◆ **Data items**:
+ + + + +
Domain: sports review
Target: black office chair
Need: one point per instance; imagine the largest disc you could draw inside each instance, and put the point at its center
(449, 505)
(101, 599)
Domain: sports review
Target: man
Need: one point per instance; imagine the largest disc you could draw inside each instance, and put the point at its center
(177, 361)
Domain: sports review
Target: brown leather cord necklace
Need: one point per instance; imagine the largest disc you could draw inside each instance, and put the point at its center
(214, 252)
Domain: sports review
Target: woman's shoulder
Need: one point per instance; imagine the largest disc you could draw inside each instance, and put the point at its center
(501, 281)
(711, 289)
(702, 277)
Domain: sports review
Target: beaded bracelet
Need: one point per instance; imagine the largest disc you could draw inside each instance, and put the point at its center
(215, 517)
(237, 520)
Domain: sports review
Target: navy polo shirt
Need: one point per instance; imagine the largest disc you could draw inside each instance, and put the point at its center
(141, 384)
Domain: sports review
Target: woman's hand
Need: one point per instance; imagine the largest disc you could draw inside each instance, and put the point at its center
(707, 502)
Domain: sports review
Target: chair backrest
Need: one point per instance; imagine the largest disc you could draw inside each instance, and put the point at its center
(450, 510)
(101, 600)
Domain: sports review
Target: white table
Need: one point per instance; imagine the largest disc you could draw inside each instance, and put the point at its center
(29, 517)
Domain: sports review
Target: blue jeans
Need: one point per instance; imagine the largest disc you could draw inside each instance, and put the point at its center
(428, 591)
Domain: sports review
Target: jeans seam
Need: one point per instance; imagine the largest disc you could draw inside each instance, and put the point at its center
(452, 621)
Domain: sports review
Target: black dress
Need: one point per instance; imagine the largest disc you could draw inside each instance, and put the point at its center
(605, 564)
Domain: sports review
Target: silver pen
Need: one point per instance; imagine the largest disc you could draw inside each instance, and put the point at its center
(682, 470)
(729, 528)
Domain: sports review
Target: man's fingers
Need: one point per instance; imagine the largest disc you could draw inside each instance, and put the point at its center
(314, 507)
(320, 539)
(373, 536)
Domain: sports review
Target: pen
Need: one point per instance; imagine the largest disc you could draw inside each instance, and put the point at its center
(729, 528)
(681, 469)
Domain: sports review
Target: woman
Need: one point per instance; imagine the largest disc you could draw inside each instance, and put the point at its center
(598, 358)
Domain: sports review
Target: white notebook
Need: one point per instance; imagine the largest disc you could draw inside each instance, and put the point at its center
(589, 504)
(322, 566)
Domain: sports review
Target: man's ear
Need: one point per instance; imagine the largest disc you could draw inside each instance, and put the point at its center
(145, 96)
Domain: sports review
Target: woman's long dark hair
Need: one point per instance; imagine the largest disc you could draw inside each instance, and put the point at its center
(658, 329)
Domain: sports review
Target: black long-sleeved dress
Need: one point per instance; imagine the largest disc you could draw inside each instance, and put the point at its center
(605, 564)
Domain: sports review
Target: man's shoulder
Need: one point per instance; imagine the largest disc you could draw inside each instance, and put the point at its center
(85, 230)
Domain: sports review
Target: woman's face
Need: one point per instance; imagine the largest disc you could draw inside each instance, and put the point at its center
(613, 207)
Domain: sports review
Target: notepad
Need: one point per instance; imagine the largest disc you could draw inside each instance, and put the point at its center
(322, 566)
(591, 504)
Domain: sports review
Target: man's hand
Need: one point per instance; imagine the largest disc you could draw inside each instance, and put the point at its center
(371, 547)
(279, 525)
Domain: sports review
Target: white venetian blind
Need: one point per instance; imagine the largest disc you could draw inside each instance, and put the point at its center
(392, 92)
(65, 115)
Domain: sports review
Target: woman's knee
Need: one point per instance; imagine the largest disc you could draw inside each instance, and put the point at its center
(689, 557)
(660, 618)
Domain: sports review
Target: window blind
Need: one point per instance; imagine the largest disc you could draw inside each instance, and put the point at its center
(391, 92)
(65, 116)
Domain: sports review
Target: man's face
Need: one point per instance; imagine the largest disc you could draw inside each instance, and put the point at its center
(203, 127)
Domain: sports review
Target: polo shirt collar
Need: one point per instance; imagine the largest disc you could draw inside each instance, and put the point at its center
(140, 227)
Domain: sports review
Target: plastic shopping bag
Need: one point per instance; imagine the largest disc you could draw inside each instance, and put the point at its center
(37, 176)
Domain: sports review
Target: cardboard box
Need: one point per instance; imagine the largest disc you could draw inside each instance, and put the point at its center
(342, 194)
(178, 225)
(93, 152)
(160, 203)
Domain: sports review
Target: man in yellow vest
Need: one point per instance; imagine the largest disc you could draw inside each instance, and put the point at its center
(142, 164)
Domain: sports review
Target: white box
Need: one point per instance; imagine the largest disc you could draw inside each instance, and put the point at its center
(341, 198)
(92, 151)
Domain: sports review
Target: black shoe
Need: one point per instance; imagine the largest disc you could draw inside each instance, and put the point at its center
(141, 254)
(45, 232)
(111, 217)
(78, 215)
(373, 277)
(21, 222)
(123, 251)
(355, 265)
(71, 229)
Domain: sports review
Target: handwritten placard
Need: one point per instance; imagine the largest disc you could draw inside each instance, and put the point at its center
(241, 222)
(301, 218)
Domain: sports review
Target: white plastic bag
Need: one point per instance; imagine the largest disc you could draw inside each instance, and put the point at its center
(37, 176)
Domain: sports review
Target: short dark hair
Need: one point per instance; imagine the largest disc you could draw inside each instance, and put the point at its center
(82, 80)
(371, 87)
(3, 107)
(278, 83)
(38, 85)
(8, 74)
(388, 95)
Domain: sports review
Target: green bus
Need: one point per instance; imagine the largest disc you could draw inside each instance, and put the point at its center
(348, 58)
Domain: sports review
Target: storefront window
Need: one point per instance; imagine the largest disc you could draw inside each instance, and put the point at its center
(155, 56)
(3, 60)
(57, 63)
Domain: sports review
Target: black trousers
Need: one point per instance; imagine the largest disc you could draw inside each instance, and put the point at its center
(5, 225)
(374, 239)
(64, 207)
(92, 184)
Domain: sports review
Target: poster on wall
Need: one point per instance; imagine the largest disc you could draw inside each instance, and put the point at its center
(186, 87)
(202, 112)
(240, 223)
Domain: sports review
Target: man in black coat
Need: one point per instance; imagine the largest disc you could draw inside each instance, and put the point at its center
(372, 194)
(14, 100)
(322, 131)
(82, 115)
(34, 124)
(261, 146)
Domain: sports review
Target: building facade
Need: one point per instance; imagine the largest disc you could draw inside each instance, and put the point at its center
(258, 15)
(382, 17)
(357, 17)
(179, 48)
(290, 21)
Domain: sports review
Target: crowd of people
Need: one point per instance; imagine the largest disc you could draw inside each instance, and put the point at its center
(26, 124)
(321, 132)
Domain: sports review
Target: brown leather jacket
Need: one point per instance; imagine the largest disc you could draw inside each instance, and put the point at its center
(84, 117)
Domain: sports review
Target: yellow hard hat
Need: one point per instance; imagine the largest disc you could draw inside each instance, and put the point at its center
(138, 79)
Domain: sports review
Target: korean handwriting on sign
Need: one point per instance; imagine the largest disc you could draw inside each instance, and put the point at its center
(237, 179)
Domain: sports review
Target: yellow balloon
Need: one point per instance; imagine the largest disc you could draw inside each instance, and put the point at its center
+ + + + +
◆ **Directions for this task**: Extract each line of the listing above, copying it word for word.

◆ **Written response**:
Domain: sports review
Target: black office chair
Need: one point per instance; imagine the largest disc you could draw inside each instance, and put the point at its center
(449, 505)
(101, 599)
Domain: sports review
Target: man
Need: one point per instance; imagine the largest disc you could draw inside each instance, and put the point at its center
(177, 361)
Domain: sports review
Target: brown leather cord necklace
Need: one point per instance; imagine the largest disc you could draw inside each instance, and put the point at its center
(214, 252)
Domain: sports review
Target: woman's shoulder
Need: one point per instance; imagine the largest disc you could draw inside each instance, and put the point at its center
(501, 281)
(711, 289)
(702, 277)
Domain: sports review
Target: beaded bracelet
Need: one point per instance; imagine the largest disc you could draw inside each instance, and put the point at its center
(215, 517)
(237, 520)
Domain: sports review
Target: navy polo shirt
Need: one point per instance; imagine the largest disc you could draw inside each instance, and put the point at its center
(141, 384)
Domain: sports review
Target: woman's hand
Need: one point per instance; imagine the largest disc you could draw inside each instance, and put the point at its center
(707, 502)
Domain: sports review
Target: chair backrest
Need: one point per instance; imagine the largest disc you could draw inside each instance, and put the point at its center
(450, 510)
(101, 600)
Domain: sports review
Target: white table
Need: one point per instance; imagine the largest disc you could draw inside each instance, and put the point at its center
(29, 517)
Domain: sports review
Target: blue jeans
Need: one point per instance; imagine the largest disc you could draw inside each instance, and put the point at its center
(428, 591)
Domain: sports review
Target: jeans seam
Need: one point per instance; imagine the largest disc you could draw inside each instance, and put the point at its center
(452, 621)
Domain: sports review
Target: black dress
Need: one point per instance; imagine the largest disc you could draw inside each instance, and put the point at its center
(605, 564)
Domain: sports review
Target: silver pen
Need: one point per instance; imagine the largest disc you could draw inside each instance, and put the point at its center
(682, 470)
(729, 528)
Domain: sports review
Target: man's fingers
Need: one point per instance; imagine the largest disc you could draw inside each instance, and put the point at its center
(314, 507)
(320, 539)
(373, 536)
Domain: sports review
Target: pen
Need: one point per instance; imagine the largest disc you could draw inside each instance, and put the point at its center
(729, 528)
(681, 469)
Domain: sports review
Target: woman
Need: one point per instance; imagine the largest disc you could draw inside each instance, and put the point at its center
(598, 358)
Domain: sports review
Target: white notebook
Need: one point per instance; imagine the largest disc you could draw inside each instance, and put the point at its center
(589, 504)
(322, 566)
Domain: sports review
Target: man's ear
Need: one point per instance; imagine the largest disc you could draw inside each instance, and put the point at its center
(145, 96)
Domain: sports review
Target: woman's long dark hair
Need: one point per instance; imagine the largest disc you could draw inside each instance, and put the point at its center
(658, 329)
Domain: sports review
Target: black long-sleeved dress
Need: one point per instance; imagine the largest disc you could draw inside each instance, and put the point at its center
(605, 564)
Domain: sports review
Target: man's shoulder
Need: one point per instance; imagine the largest disc you could draw inside each instance, and put the point at its center
(85, 230)
Domain: sports review
Target: woman's face
Need: one point per instance; imagine the largest disc you could draw inside each instance, and put the point at its center
(613, 207)
Domain: sports review
Target: notepad
Need: one point per instance; imagine the largest disc you could draw inside each instance, and put the point at its center
(322, 566)
(591, 504)
Domain: sports review
Target: man's hand
Need: one point per instance; imagine the largest disc you could draw inside each instance, and put the point at its center
(371, 547)
(279, 525)
Domain: sports review
Target: white venetian blind
Need: one point per instance; imagine the largest disc you could draw inside each instance, and put the point at its center
(392, 92)
(65, 115)
Domain: sports review
Target: woman's knee
Need: one point per instance; imagine the largest disc you could draw inside each instance, and put the point at its center
(689, 557)
(660, 618)
Domain: sports review
Target: window blind
Need: one point per instance; imagine the largest disc you could draw inside each instance, and put the point at its center
(391, 92)
(65, 116)
Domain: sports review
Target: man's face
Need: one point per instance; imagine the largest disc you could draw inside each instance, and put the point at its center
(203, 127)
Domain: sports review
Target: polo shirt collar
Need: one point per instance; imagine the largest disc you could draw inside each instance, and put the point at its center
(140, 227)
Domain: sports review
Target: plastic shopping bag
Need: one point per instance; imagine the largest disc you could draw inside each instance, and put the point at its center
(37, 176)
Domain: sports review
Target: cardboard box
Need: one point per instance; imagine the largest disc you could draw inside each instance, and put the point at its center
(342, 194)
(178, 225)
(93, 152)
(160, 203)
Domain: sports review
Target: man in yellow vest
Need: one point per instance; imagine the largest disc you could draw inside each instance, and put the point at its center
(142, 164)
Domain: sports review
Target: white box
Need: one point per instance; imagine the largest disc you could draw inside each instance, and put the point at its center
(341, 198)
(92, 151)
Domain: sports review
Target: black shoe
Need: one point per instance; imagine the largest disc you could draw inside each instance, and put the point at its center
(141, 254)
(45, 232)
(111, 217)
(78, 215)
(373, 277)
(21, 222)
(123, 251)
(355, 265)
(71, 229)
Domain: sports review
Target: handwritten placard
Need: one point per instance; imagine the largest disc you could draw inside each instance, and put the point at its center
(241, 222)
(301, 218)
Domain: sports review
Target: white plastic bag
Need: one point per instance; imagine the largest disc you could draw inside each instance, and put the point at its center
(37, 176)
Domain: sports review
Target: short dark hair
Need: one point per instance; imagine the largest disc you could draw inside each instance, and put the point at its center
(82, 80)
(371, 87)
(3, 107)
(278, 83)
(38, 85)
(8, 74)
(388, 95)
Domain: sports review
Target: green bus
Need: one point per instance; imagine the largest disc you could draw inside each instance, and put the point at its center
(348, 58)
Domain: sports review
Target: storefront window
Need: one point per instance; imagine the largest disc you could draw inside each instance, and put the point at its center
(155, 56)
(3, 60)
(57, 63)
Domain: sports review
Target: black trousers
Need: one point per instance; imagine the largest disc you could draw inside each instance, and put the point at its center
(5, 225)
(374, 239)
(64, 207)
(92, 184)
Domain: sports review
Target: poster on wall
Need: one point per instance; imagine the largest disc you could draw inside each instance, and put the point at its center
(186, 87)
(202, 112)
(240, 223)
Domain: sports review
Target: man in black coat
Need: one point per instance; imagine the largest disc you could draw inside each instance, and put the point at its center
(372, 194)
(14, 100)
(322, 131)
(82, 115)
(34, 124)
(261, 146)
Domain: sports review
Target: building facade
Need: one point per instance; imagine the largest disc you could draw inside each instance, and put the point at its center
(258, 15)
(382, 17)
(357, 17)
(179, 48)
(290, 21)
Domain: sports review
Target: crowd of people
Need: one point per instance; imagine the largest disc you could draw inside each instance, and put the point at its center
(26, 124)
(321, 132)
Domain: sports review
Target: brown leather jacket
Need: one point per instance; imagine the largest disc you could draw inside each instance, and put the point at its center
(84, 117)
Domain: sports review
Target: yellow hard hat
Need: one point per instance; imagine the largest disc you could draw inside each instance, and put the point at its center
(138, 79)
Domain: sports review
Target: korean handwriting on sign
Need: one point per instance; imagine the largest disc you could draw inside each instance, and put the point at its center
(237, 179)
Domain: sports review
Target: yellow balloon
Need: one point per instance; imagine the largest disc you could draw inside each instance, and put the point at its center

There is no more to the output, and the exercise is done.